(Written problem): Reproduce the listing below word for word, leaving out the pictures.
***** Given records
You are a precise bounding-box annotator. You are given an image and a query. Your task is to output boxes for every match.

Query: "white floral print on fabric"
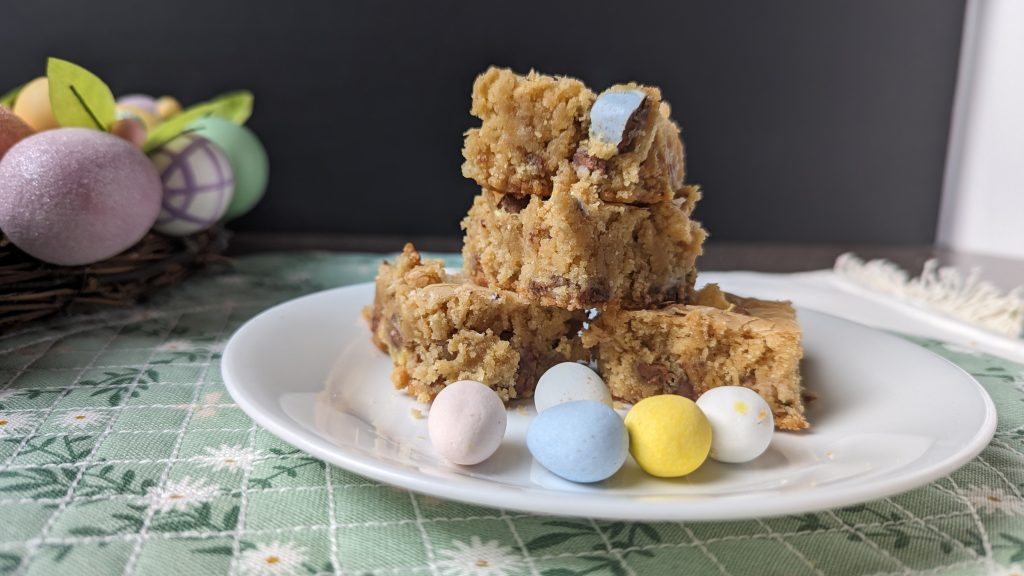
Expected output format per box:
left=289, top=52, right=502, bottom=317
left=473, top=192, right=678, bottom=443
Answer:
**********
(The answer):
You are a precise bounding-box annotator. You are given an image and a query. Your task is to output boxes for every match.

Query: "white floral print on fabric"
Expected output format per box:
left=289, top=52, right=502, bottom=317
left=473, top=192, right=678, bottom=443
Answer:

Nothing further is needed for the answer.